-------- Record excerpts --------
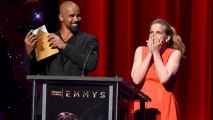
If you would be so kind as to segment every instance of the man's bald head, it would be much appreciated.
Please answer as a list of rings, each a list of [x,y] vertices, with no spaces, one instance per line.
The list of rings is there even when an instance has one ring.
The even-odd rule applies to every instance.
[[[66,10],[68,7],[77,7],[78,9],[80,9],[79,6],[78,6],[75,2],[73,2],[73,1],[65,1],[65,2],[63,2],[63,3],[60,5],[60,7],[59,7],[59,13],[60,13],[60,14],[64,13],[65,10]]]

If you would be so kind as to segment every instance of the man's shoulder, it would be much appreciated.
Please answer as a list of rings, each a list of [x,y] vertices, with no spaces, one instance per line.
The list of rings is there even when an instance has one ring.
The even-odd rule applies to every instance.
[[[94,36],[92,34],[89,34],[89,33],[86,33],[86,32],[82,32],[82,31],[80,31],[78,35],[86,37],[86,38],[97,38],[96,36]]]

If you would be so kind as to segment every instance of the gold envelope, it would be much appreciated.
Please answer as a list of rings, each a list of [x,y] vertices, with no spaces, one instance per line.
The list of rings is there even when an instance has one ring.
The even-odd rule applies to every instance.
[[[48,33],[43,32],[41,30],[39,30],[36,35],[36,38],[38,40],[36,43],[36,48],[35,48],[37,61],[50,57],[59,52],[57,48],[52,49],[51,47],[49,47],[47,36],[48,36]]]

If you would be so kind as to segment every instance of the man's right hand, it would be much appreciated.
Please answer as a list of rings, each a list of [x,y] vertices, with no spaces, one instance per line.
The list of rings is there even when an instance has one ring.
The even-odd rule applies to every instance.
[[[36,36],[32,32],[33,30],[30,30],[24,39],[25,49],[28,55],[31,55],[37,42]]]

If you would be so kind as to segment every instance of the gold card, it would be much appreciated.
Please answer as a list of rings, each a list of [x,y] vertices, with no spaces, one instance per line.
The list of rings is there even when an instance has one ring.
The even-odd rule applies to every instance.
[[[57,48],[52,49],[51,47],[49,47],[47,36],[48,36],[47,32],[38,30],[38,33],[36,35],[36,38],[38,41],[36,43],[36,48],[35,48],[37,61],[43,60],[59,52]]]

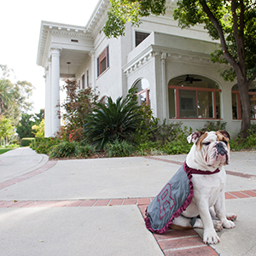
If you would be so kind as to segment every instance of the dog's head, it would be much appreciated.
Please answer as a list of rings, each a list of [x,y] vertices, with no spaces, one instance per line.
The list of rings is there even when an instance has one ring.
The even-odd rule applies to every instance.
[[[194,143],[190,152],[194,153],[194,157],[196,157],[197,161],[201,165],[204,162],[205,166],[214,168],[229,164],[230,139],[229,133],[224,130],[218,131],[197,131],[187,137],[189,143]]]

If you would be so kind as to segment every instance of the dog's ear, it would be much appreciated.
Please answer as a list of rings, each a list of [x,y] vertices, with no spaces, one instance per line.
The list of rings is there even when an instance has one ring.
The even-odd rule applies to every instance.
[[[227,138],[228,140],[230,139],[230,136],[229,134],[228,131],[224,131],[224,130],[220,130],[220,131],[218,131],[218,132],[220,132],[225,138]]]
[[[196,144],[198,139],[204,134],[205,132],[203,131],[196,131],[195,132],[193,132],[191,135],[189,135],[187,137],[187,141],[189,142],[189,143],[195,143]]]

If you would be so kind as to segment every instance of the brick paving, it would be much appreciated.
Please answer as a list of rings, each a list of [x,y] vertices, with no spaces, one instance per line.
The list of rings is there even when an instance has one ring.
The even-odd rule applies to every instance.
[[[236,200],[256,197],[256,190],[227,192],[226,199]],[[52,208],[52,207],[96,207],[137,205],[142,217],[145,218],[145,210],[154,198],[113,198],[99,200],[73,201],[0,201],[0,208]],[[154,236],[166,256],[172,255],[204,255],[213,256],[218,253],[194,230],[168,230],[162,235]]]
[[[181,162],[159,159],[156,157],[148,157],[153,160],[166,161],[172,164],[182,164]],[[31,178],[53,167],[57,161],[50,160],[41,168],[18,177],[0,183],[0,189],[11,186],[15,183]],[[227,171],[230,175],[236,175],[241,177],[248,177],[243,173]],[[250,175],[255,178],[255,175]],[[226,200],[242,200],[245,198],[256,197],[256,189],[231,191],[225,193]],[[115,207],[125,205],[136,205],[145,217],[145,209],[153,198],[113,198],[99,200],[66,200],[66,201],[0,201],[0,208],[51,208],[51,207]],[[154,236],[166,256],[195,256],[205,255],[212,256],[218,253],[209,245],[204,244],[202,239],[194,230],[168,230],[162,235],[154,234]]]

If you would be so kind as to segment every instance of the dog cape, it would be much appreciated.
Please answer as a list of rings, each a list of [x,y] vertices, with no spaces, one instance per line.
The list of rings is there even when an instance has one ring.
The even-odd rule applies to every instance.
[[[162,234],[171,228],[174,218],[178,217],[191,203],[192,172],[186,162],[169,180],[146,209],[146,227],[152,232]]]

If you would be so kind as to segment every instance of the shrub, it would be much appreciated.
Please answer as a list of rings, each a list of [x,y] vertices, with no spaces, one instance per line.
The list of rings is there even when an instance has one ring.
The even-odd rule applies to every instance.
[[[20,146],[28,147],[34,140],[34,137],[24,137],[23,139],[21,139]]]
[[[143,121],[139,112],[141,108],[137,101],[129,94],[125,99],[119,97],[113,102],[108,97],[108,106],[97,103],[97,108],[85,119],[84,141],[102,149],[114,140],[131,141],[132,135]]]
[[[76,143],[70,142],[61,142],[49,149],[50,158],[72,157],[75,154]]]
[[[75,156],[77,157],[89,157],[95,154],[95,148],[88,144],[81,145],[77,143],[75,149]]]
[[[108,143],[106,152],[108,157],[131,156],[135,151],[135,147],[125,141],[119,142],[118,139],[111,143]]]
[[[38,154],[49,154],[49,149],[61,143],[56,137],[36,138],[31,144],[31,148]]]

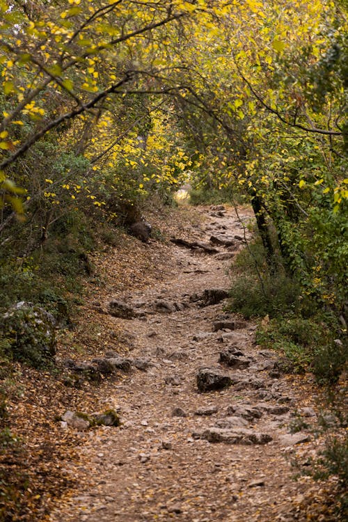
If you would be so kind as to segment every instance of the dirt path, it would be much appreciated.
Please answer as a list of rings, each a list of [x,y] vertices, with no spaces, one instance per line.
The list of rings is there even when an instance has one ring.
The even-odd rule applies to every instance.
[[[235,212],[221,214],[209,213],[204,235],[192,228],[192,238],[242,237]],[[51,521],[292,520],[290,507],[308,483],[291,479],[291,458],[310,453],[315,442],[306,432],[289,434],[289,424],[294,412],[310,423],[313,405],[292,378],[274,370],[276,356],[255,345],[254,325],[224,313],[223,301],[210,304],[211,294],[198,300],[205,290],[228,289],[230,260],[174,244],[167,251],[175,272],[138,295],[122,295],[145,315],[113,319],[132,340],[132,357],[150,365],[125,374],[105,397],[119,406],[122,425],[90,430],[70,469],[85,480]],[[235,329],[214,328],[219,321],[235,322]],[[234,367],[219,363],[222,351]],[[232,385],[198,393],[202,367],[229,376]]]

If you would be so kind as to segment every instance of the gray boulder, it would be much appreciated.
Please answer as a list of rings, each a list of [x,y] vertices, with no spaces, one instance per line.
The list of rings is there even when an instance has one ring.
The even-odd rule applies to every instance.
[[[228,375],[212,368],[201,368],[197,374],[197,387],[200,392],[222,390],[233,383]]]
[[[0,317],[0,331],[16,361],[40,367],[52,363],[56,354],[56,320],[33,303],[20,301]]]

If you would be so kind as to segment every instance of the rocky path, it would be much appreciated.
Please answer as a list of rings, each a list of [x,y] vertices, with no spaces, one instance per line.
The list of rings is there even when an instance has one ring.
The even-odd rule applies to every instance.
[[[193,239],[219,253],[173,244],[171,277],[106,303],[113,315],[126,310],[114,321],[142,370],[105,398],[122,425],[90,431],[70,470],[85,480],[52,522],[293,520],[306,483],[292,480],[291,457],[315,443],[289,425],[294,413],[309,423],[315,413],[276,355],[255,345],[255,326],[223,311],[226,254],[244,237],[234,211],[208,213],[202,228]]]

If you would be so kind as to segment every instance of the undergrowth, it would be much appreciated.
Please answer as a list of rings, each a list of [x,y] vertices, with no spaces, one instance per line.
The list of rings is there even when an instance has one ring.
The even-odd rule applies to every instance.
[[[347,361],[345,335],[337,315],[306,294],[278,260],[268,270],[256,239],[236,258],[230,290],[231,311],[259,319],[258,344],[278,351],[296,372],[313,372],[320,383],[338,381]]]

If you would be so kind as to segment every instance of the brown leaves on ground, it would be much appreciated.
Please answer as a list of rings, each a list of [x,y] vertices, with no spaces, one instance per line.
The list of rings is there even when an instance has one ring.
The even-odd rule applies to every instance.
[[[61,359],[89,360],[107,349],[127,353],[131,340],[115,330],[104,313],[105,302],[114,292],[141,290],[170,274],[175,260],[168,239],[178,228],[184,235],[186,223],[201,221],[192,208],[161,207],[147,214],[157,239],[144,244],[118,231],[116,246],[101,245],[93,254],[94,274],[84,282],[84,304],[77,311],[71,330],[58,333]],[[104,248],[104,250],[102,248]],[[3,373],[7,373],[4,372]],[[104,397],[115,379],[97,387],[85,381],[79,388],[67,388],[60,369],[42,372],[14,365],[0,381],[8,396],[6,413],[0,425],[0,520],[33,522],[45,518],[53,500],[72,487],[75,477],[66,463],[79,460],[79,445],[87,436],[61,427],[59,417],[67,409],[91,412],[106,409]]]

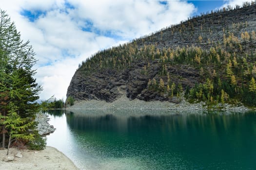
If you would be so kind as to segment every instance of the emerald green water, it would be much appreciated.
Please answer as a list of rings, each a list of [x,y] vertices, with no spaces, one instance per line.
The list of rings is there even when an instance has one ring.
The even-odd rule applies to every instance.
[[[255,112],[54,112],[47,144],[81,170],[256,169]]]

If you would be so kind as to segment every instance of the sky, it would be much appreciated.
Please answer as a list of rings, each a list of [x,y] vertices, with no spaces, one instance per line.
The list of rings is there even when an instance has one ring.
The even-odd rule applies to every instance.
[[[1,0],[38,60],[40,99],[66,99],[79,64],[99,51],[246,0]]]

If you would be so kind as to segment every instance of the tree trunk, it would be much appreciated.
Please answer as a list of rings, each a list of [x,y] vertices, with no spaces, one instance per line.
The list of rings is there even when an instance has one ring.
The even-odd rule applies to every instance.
--------
-------- Record excerpts --------
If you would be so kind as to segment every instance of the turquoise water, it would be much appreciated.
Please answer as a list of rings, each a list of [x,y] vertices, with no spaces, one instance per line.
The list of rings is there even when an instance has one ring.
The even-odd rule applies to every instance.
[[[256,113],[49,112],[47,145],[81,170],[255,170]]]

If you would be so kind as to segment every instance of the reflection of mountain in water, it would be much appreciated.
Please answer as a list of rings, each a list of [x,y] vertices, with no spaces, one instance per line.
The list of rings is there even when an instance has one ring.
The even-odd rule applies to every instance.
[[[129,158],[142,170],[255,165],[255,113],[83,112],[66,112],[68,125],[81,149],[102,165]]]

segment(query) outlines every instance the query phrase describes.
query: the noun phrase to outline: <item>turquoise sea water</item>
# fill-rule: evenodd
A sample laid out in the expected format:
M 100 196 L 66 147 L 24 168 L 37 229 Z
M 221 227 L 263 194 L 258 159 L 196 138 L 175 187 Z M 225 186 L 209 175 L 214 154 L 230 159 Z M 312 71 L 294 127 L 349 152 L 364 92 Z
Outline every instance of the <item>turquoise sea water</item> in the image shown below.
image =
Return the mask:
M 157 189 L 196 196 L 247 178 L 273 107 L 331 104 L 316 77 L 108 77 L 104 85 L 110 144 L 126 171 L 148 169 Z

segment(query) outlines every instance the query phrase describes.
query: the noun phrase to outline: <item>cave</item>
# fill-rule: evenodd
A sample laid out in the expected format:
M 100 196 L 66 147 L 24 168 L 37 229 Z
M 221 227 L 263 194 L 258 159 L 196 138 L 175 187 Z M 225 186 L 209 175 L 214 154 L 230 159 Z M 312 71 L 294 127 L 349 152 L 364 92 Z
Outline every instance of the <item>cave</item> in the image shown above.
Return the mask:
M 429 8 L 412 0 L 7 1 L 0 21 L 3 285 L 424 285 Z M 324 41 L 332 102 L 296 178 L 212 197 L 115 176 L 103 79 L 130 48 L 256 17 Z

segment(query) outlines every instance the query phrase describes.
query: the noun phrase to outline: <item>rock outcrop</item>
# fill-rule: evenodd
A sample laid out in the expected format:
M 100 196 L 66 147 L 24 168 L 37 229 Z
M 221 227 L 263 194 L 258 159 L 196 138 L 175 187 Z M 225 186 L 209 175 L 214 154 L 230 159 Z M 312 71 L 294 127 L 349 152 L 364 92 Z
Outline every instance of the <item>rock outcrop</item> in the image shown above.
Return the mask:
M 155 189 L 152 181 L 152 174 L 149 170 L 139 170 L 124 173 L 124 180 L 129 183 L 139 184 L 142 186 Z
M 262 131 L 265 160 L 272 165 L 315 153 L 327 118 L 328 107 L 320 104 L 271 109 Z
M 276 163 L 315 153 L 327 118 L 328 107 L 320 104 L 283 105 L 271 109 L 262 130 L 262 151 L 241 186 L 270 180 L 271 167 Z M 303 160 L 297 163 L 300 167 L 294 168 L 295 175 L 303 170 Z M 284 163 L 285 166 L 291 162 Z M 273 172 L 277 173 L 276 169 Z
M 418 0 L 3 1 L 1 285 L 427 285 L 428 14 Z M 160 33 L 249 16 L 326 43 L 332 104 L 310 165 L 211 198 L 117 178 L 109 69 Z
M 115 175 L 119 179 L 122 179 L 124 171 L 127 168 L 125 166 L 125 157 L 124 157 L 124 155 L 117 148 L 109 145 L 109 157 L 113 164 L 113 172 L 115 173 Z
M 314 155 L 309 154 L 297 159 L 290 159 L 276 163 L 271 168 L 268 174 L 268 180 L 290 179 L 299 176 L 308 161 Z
--------
-------- Record excerpts --------
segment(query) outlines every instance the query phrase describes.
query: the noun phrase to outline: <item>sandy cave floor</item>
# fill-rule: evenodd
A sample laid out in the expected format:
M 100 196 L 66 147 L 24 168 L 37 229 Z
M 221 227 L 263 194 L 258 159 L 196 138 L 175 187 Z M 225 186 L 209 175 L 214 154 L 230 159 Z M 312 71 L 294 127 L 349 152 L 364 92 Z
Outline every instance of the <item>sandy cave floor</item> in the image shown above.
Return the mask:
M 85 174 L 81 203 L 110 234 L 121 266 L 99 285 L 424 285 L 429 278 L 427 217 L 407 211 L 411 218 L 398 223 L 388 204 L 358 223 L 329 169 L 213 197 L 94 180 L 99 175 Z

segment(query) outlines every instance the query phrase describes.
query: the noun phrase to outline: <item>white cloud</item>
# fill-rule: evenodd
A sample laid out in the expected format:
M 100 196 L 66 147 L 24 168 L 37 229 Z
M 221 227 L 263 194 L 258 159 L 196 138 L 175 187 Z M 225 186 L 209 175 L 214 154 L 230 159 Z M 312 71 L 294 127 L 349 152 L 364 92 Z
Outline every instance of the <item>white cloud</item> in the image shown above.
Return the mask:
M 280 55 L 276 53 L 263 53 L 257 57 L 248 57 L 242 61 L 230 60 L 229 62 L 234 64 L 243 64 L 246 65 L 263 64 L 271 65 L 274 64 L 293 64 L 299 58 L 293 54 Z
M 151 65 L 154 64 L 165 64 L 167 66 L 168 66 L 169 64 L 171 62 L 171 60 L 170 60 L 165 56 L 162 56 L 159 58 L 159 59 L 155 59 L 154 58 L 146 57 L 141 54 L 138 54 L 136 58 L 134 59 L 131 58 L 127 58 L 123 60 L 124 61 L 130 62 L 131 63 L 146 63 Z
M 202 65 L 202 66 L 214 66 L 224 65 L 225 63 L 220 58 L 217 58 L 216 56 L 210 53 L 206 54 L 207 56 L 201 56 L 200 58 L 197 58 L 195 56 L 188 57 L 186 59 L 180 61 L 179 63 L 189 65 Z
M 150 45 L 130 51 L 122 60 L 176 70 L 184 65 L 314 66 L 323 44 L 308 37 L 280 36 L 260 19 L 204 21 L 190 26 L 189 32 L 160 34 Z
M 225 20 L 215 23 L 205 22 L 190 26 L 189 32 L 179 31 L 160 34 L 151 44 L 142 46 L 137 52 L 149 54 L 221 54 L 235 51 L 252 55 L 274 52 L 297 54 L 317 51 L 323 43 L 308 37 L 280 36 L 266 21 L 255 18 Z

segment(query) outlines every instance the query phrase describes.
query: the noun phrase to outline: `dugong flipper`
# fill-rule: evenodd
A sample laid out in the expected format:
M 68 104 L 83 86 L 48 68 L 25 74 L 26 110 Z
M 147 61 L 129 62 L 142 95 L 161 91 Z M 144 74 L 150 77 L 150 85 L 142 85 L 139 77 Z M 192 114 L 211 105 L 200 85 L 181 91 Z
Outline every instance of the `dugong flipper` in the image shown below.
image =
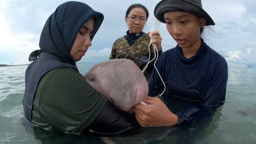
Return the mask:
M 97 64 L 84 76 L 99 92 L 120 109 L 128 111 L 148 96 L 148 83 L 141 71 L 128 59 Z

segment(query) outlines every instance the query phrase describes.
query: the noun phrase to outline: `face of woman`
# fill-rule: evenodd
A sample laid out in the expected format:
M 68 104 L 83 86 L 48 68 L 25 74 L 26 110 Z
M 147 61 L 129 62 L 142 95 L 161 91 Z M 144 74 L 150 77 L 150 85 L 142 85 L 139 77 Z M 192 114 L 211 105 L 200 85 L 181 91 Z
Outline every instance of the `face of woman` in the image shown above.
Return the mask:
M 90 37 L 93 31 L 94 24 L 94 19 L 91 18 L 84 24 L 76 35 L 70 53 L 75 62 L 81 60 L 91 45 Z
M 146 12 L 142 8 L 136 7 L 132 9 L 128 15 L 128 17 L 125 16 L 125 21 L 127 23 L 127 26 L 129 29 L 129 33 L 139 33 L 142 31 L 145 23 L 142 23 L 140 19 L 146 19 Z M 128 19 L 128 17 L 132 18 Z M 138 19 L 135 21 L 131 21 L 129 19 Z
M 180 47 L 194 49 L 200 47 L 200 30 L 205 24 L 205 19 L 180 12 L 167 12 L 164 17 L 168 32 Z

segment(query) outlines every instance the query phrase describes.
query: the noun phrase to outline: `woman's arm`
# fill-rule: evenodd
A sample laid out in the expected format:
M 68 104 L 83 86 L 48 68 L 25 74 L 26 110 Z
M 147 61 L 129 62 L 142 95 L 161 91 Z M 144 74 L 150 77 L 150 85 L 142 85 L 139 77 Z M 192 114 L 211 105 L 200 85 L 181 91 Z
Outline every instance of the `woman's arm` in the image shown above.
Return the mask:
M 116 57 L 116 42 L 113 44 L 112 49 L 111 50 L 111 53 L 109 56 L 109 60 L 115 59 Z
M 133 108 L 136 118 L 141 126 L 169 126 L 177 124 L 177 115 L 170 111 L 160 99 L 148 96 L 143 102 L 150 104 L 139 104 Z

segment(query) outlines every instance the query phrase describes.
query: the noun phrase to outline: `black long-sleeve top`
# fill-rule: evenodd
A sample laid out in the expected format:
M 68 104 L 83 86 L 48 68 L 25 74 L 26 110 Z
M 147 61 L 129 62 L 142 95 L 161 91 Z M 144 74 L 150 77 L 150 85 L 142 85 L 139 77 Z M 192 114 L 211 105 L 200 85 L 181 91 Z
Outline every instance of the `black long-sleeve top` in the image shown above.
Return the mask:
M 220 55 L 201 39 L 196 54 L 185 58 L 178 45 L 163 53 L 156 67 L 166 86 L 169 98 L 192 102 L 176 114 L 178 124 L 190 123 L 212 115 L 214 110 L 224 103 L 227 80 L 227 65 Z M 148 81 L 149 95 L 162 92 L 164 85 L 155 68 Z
--------
### Brief
Copy out the data from the line containing "green water, it would be much appreciated." up to and including the line containing "[[[255,112],[54,112],[47,144],[81,170],[256,169]]]", keeping every line unchanged.

### Completed exercise
If you would be so kind as to segment every instance of the emerald green water, it would be much appreciated.
Please answer as a list of rings, each a list of [x,y] vertices, with no spaces, one instance per line.
The list of rings is there even when an instance has one ring.
The even-odd rule applies to every instance.
[[[255,112],[54,112],[47,144],[81,170],[256,169]]]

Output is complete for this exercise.